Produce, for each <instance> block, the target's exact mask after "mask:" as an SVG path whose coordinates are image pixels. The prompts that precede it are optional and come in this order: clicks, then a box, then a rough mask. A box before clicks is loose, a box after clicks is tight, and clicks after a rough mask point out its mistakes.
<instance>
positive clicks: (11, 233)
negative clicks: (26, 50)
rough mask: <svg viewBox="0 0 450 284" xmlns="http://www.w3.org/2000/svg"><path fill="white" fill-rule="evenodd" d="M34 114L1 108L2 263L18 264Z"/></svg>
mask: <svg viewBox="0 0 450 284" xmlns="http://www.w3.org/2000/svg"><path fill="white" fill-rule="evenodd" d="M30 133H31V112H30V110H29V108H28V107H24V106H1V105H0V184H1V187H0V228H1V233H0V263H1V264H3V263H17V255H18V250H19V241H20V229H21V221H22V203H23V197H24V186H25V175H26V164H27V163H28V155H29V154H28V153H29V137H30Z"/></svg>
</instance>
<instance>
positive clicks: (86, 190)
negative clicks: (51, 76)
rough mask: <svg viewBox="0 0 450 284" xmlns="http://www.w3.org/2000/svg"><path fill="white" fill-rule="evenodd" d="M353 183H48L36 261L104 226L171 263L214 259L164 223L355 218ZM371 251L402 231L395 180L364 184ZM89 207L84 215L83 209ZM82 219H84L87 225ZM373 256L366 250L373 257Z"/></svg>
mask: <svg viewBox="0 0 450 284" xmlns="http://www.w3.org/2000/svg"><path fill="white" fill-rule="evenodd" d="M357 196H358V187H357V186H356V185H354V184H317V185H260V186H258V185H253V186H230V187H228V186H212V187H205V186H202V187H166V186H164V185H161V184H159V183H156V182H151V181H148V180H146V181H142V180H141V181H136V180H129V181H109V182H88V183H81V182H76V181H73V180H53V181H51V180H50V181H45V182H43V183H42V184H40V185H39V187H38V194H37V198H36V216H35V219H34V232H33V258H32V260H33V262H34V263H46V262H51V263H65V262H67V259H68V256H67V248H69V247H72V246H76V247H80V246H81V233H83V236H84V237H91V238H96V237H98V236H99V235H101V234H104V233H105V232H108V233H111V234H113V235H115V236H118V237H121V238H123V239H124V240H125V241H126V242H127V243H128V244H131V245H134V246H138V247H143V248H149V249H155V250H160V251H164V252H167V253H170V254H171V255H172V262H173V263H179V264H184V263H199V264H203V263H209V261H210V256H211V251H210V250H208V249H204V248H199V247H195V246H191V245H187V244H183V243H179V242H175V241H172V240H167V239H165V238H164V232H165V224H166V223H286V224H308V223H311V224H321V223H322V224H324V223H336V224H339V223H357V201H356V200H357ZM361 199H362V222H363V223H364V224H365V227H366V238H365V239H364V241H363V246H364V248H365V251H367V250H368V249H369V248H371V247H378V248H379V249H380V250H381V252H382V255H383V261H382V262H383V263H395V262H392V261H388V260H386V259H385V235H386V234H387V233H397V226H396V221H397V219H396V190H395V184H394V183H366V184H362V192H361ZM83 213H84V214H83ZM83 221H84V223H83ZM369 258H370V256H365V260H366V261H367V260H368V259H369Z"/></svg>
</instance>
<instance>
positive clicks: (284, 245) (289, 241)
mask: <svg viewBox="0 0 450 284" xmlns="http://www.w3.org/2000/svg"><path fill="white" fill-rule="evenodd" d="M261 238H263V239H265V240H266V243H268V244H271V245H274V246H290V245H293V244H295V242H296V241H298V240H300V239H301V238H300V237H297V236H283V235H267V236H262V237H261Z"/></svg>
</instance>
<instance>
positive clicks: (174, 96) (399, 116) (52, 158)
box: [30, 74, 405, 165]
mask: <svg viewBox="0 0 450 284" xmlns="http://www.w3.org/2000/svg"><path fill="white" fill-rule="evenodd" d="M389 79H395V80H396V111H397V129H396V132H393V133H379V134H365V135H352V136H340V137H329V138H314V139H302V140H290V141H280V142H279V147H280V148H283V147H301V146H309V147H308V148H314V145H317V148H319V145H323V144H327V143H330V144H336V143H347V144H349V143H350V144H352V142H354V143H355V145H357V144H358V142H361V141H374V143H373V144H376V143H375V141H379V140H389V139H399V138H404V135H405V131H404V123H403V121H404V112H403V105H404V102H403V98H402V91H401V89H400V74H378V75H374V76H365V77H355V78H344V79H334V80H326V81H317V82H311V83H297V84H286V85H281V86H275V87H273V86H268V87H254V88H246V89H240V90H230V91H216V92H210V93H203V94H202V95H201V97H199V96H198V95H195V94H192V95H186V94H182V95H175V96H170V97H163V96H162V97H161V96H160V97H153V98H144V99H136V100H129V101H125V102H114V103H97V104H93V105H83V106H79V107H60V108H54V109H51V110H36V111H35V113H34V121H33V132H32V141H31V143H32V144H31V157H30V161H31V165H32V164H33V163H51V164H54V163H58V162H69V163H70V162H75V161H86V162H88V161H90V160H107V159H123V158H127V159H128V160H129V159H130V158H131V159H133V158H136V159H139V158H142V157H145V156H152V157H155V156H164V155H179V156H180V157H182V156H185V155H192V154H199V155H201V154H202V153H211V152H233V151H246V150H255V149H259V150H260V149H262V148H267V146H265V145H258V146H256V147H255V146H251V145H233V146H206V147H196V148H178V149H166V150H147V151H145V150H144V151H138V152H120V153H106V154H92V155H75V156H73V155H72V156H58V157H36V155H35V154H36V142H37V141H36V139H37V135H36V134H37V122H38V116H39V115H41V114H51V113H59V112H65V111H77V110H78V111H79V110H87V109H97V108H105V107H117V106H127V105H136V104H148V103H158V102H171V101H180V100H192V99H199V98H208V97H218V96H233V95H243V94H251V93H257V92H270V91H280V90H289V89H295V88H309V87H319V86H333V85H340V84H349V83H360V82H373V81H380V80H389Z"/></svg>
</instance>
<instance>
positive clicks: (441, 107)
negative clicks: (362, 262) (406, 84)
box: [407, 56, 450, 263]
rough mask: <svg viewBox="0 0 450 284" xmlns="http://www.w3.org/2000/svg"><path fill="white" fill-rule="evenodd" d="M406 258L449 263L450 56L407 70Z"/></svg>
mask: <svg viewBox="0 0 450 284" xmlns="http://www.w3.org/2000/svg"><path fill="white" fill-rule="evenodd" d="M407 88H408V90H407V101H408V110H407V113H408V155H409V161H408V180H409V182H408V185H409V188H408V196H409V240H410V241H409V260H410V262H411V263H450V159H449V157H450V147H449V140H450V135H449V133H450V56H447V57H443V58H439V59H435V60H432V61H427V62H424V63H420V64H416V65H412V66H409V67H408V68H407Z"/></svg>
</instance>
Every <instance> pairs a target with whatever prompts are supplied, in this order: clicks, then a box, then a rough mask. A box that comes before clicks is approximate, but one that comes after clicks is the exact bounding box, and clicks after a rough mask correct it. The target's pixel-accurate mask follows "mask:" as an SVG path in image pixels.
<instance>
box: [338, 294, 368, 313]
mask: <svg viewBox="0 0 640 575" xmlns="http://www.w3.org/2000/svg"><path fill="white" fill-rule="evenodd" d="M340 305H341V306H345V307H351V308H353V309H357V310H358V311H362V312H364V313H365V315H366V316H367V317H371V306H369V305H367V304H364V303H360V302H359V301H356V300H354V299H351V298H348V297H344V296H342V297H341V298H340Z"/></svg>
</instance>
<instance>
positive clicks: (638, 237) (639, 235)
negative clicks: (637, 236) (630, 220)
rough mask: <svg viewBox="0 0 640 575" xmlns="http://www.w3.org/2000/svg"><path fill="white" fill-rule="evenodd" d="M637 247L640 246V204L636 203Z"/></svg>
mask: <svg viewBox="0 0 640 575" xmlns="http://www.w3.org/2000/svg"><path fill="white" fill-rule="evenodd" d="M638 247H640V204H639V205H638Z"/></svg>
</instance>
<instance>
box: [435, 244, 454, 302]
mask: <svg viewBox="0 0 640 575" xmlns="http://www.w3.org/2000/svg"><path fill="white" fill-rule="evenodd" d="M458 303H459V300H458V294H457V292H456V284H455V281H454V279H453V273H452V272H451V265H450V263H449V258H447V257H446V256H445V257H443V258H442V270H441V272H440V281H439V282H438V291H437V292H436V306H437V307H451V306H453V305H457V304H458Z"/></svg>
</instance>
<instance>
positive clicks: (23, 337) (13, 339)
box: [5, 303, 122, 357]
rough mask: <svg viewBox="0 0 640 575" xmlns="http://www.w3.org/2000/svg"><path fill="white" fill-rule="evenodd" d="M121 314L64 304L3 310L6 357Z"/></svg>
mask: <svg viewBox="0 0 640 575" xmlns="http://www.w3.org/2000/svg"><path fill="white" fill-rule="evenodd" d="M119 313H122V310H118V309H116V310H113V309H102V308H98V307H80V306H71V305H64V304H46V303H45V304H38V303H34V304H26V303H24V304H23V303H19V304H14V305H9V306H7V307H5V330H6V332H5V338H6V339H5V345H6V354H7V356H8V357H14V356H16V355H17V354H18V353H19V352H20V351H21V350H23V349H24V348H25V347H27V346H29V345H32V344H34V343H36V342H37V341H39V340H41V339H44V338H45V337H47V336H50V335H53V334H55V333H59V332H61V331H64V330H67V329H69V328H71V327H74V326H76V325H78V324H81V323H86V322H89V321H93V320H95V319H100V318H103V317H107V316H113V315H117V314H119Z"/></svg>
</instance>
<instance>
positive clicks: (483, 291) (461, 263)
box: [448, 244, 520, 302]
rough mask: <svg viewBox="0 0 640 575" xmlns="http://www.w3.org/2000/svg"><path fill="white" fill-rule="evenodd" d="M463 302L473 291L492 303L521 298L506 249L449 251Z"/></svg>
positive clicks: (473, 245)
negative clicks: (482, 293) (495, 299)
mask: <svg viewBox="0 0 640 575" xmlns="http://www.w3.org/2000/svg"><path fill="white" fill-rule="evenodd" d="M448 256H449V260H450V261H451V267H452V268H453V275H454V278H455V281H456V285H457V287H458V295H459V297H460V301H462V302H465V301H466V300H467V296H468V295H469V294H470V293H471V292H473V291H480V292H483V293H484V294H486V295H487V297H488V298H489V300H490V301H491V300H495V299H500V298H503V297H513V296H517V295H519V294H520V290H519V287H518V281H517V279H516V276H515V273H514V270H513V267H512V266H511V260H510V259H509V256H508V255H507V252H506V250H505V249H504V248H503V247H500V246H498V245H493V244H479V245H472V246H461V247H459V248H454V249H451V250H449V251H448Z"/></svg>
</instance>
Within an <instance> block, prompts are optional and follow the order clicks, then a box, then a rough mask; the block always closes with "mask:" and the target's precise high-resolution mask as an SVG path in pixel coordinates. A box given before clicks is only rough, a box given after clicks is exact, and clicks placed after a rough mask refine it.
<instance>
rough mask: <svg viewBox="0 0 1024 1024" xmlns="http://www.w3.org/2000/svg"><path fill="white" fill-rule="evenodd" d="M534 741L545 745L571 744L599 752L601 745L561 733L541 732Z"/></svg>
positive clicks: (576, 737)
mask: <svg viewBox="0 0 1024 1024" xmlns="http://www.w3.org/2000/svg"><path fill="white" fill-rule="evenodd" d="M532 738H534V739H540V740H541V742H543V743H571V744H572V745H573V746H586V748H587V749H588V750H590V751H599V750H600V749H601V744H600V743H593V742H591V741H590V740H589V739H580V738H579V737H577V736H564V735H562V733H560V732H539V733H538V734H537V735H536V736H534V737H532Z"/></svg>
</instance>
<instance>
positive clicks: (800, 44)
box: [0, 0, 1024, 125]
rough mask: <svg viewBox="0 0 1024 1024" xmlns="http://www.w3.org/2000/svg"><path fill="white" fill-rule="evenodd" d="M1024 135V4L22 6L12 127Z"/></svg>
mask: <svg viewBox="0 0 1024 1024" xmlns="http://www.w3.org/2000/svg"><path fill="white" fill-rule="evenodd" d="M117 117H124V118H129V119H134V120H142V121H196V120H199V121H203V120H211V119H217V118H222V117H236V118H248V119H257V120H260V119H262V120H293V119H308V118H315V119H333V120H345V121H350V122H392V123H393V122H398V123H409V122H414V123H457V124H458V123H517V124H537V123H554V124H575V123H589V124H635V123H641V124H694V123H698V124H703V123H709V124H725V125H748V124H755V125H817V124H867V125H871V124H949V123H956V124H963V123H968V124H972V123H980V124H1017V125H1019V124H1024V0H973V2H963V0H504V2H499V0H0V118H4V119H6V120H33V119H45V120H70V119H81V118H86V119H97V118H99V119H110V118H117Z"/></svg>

━━━━━━━━━━

#### Work order:
Collect every line in the items above that contains the word "positive". Copy each such line in full.

#### Answer:
positive clicks: (11, 233)
positive clicks: (86, 190)
positive clicks: (284, 245) (289, 241)
positive clicks: (174, 96) (399, 116) (52, 158)
positive clicks: (441, 107)
positive clicks: (638, 237) (639, 235)
positive clicks: (23, 337) (13, 339)
positive clicks: (483, 291) (461, 263)
positive clicks: (473, 245)
positive clicks: (576, 737)
positive clicks: (800, 44)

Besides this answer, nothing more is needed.